Task to complete:
Please restate each line of the data below exactly. Omit all images.
* * * *
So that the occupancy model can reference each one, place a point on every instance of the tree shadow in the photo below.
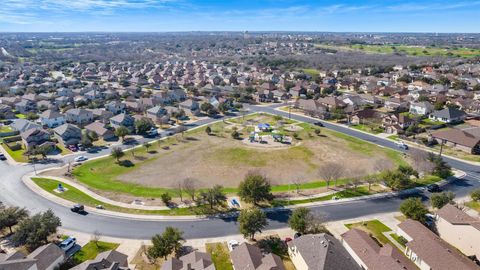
(126, 163)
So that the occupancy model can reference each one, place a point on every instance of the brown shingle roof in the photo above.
(374, 256)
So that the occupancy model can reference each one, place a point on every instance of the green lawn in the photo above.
(91, 250)
(16, 155)
(399, 239)
(374, 227)
(5, 129)
(89, 172)
(77, 196)
(344, 194)
(368, 129)
(220, 255)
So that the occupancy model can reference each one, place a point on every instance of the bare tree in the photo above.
(190, 187)
(331, 171)
(179, 190)
(96, 237)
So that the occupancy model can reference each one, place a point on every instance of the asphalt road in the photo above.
(14, 192)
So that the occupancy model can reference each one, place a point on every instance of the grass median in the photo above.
(76, 196)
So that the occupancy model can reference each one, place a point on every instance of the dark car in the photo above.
(78, 208)
(433, 188)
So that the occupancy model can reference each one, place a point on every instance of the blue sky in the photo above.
(237, 15)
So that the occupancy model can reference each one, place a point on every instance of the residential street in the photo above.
(13, 191)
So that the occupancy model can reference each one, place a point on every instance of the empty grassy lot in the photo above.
(219, 159)
(409, 50)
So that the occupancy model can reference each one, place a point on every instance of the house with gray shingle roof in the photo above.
(448, 115)
(320, 252)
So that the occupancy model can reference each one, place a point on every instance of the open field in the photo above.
(409, 50)
(219, 159)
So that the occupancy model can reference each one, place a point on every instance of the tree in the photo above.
(214, 196)
(142, 126)
(166, 198)
(251, 221)
(439, 200)
(117, 153)
(189, 186)
(475, 195)
(96, 237)
(11, 216)
(206, 107)
(170, 241)
(414, 208)
(146, 145)
(235, 135)
(223, 107)
(208, 130)
(331, 171)
(255, 188)
(121, 132)
(35, 231)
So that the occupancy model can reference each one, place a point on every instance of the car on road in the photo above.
(67, 244)
(80, 158)
(78, 208)
(433, 188)
(232, 244)
(401, 145)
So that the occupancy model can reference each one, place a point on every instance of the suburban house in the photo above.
(158, 114)
(115, 107)
(100, 129)
(428, 251)
(47, 257)
(22, 125)
(421, 108)
(25, 106)
(448, 115)
(250, 257)
(123, 119)
(192, 261)
(108, 260)
(34, 137)
(68, 134)
(79, 116)
(320, 252)
(466, 140)
(365, 116)
(190, 106)
(371, 256)
(459, 229)
(51, 119)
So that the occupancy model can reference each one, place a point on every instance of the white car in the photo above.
(232, 244)
(80, 159)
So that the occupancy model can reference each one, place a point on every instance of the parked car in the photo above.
(80, 158)
(401, 145)
(67, 244)
(433, 188)
(232, 244)
(78, 208)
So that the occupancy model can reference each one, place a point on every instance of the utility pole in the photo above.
(441, 148)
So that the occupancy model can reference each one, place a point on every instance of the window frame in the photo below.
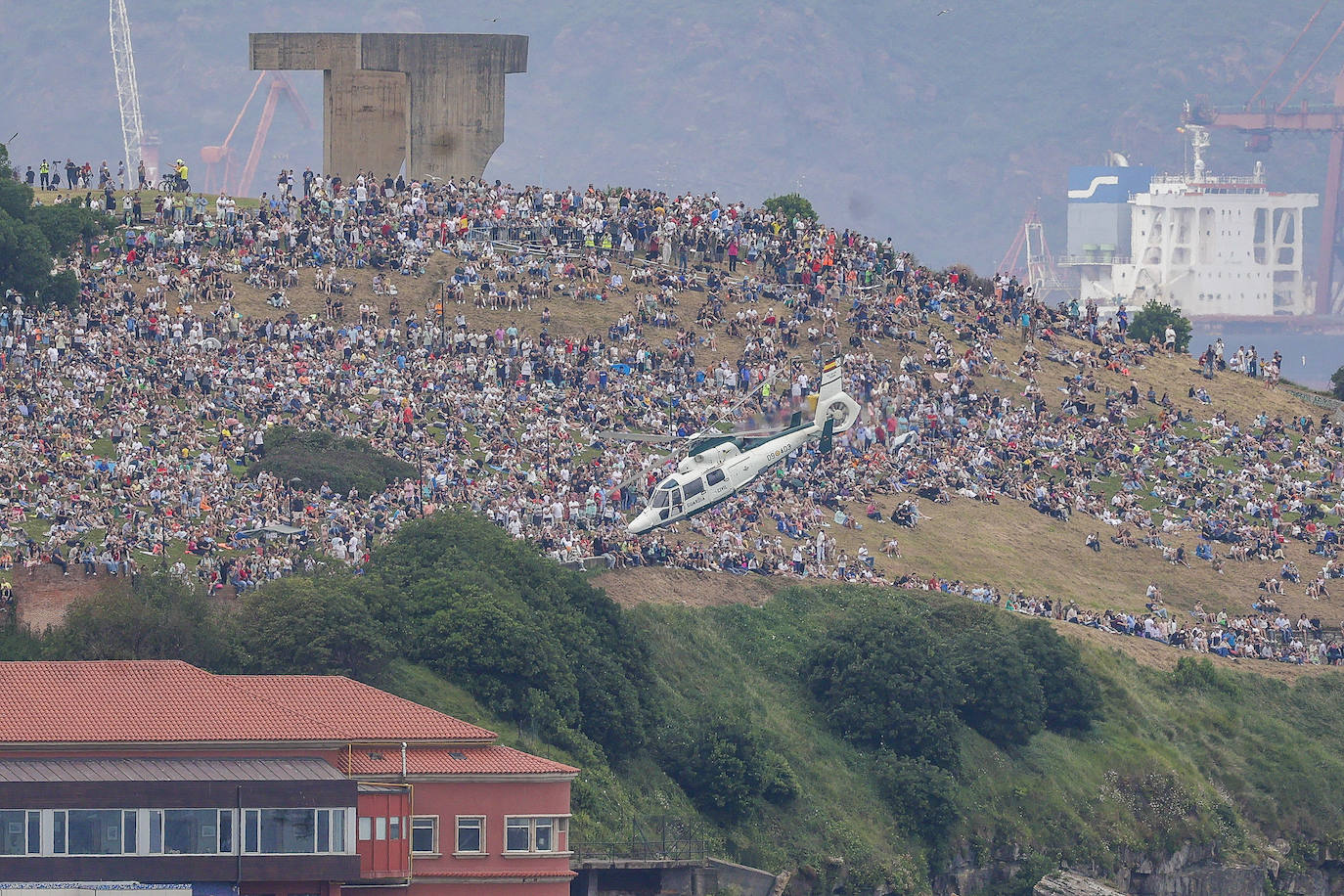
(65, 816)
(560, 827)
(157, 845)
(457, 835)
(433, 835)
(24, 829)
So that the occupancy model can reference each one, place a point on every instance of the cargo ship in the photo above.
(1208, 245)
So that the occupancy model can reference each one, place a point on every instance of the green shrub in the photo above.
(157, 618)
(1152, 320)
(308, 626)
(886, 681)
(311, 458)
(722, 766)
(781, 784)
(464, 598)
(790, 205)
(1071, 691)
(920, 795)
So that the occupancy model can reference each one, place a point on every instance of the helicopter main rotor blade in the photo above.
(637, 437)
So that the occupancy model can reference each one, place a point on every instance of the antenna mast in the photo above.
(128, 93)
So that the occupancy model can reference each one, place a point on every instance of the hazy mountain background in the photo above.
(940, 130)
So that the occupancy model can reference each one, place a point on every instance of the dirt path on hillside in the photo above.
(686, 587)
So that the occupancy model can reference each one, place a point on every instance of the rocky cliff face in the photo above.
(1191, 871)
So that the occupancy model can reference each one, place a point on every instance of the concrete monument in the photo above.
(431, 101)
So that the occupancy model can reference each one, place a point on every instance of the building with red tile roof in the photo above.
(161, 773)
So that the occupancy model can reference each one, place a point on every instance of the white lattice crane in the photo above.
(128, 93)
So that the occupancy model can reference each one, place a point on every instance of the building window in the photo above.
(128, 831)
(517, 834)
(425, 834)
(251, 830)
(193, 831)
(14, 828)
(542, 834)
(470, 834)
(288, 831)
(93, 831)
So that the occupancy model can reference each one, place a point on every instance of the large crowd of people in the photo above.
(129, 420)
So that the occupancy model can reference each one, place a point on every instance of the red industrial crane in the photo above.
(232, 179)
(1260, 121)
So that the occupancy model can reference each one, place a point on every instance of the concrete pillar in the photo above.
(431, 101)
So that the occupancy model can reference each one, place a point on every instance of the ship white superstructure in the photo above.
(1203, 244)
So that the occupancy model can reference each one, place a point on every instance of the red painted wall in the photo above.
(383, 841)
(492, 874)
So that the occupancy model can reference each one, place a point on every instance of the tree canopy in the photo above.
(791, 205)
(1152, 320)
(31, 237)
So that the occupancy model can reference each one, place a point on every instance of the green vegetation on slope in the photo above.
(793, 733)
(32, 236)
(312, 458)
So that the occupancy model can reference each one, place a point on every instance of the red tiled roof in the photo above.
(495, 874)
(164, 700)
(467, 760)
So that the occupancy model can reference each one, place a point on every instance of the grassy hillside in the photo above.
(890, 117)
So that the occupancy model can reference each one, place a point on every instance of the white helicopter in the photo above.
(719, 467)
* * * *
Solution for this task:
So that the occupancy model can reference each one, place a point on every instance of the tree shadow in the photo below.
(126, 163)
So that the occupancy model can reference each one, place a point on every instance of the brown shingle roof in the photo above.
(374, 256)
So that the occupancy model can reference each one, place a point on every instance of the green lawn in the photo above.
(91, 250)
(16, 155)
(399, 239)
(374, 227)
(5, 129)
(89, 172)
(77, 196)
(344, 194)
(368, 129)
(220, 255)
So that the occupancy model can reference each one, place a point on every instance of the bare tree in the photo above.
(190, 187)
(331, 171)
(179, 190)
(96, 237)
So that the occupancy model can reference each one, place a point on every instance of the asphalt road in the photo above.
(14, 192)
So that the occupancy model can reference each one, place a point on every instance of the grass median in the photo above.
(76, 196)
So that the occupancy model can reference each one, place a point on every instance of the dark car in the photo above.
(78, 208)
(433, 188)
So that the occupancy model can reference each one, place a point on every instance of the blue sky in the photo above.
(237, 15)
So that the occupancy model can reference each one, place a point on every instance of the residential street in the photo above.
(13, 191)
So that the occupancy model can reference each one, place a point on every instance of the empty grassy lot in the photo above.
(219, 159)
(409, 50)
So that the occupancy model can reference each one, place a point on every instance of the house with gray shingle roof in the photo above.
(448, 115)
(320, 252)
So that the occupancy model can reference each one, place a point on every instance of the open field in the photo above.
(409, 50)
(219, 159)
So that the occupancy model can reference each one, place a point on every instance of the tree in the photo above.
(214, 196)
(142, 126)
(166, 198)
(251, 221)
(439, 200)
(117, 153)
(189, 186)
(475, 195)
(96, 237)
(11, 216)
(206, 107)
(170, 241)
(414, 208)
(146, 145)
(235, 135)
(223, 107)
(208, 130)
(331, 171)
(255, 188)
(121, 132)
(35, 231)
So that the occupancy model can reference each one, place a point on every instance of the car on road in the photo above.
(67, 244)
(80, 158)
(78, 208)
(433, 188)
(232, 244)
(401, 145)
So that the occupancy model can reference each one, place a point on every instance of the suburban house in the photo above.
(158, 114)
(115, 107)
(100, 129)
(428, 251)
(47, 257)
(22, 125)
(421, 108)
(25, 106)
(448, 115)
(250, 257)
(123, 119)
(192, 261)
(108, 260)
(34, 137)
(68, 134)
(79, 116)
(320, 252)
(466, 140)
(365, 116)
(190, 106)
(371, 256)
(459, 229)
(51, 119)
So that the occupancy model can reference each one, place a point on every instance of the white car in the photo above.
(232, 244)
(80, 159)
So that the occupancy model can reference each one, place a point on every instance of the parked car in the photo above.
(80, 158)
(401, 145)
(67, 244)
(433, 188)
(232, 244)
(78, 208)
So that the occupancy model can reference each one, place a point on every instance of the utility pole in the photo above.
(441, 148)
So that the occupancy model can reference each one, place a point on every instance of the window frame in the photo below.
(65, 816)
(560, 827)
(157, 845)
(457, 835)
(433, 835)
(24, 829)
So that the occupancy model can reference each one, place a point on every instance of the cargo ship in the photo above.
(1208, 245)
So that the occupancy model can reference each one, place a point on every instance of the green shrub in the photo above.
(157, 618)
(1152, 320)
(308, 626)
(886, 681)
(311, 458)
(722, 766)
(781, 784)
(464, 598)
(790, 205)
(1071, 691)
(920, 795)
So that the occupancy model can reference each one, place a point on every instance of the helicopter main rotor blade in the photo above.
(637, 437)
So that the occupancy model can reference each one, place a point on every instance of the antenna mast in the photo above.
(128, 93)
So that the occupancy model can reference each one, place a point on every instance of the hazy mountain background in the photo above.
(940, 130)
So that the occupancy model can reference each one, place a point on every instance of the dirt path on hillside in the photo above.
(686, 587)
So that the occupancy model can reference each one, place a point on every instance of the rocky cliff face in the photo above.
(1191, 871)
So that the occupancy model can reference each one, place a point on every instance of the concrete monument in the photo above.
(431, 101)
So that the occupancy model can reference each one, place a point on every instance of the building with red tile roof in the photo above.
(161, 773)
So that the occupancy model can reference each one, place a point on every instance of the white lattice crane in the photo above.
(128, 93)
So that the occupancy model can reference each one, place a point on every instance of the building window in the photo above.
(128, 831)
(517, 834)
(425, 834)
(251, 830)
(193, 831)
(14, 828)
(542, 834)
(470, 834)
(288, 831)
(93, 831)
So that the occupancy model can reference each one, place a point on every instance of the large crowd of people in the photo above.
(129, 420)
So that the occupancy model can reference each one, place a point on every instance of the red industrial crane in the photo above.
(232, 179)
(1260, 121)
So that the occupancy model can reference each one, place a point on every instance of the concrete pillar in the photo above.
(431, 101)
So that the occupancy model can reference each one, place a point on every instance of the ship white superstructure in the photo above.
(1203, 244)
So that the occupancy model can reference each one, place a point on every instance of the red painted wall in the photo above.
(383, 841)
(492, 874)
So that the occupancy model can reference each one, place a point on every instance of the tree canopy in the photo above.
(791, 205)
(1152, 320)
(31, 237)
So that the occupancy model can reference each one, place a point on every instance of the green vegetation on slope in the photo above.
(793, 733)
(32, 236)
(312, 458)
So that the occupancy model can reference each one, place a point on every instance of the red tiled roof in the photo above.
(495, 874)
(164, 700)
(467, 760)
So that the occupancy model can reference each one, place a point on every instance of the grassy hillside in the photo above.
(890, 117)
So that the occupancy model can reference each one, place a point on every instance of the white helicopter in the photo above.
(719, 467)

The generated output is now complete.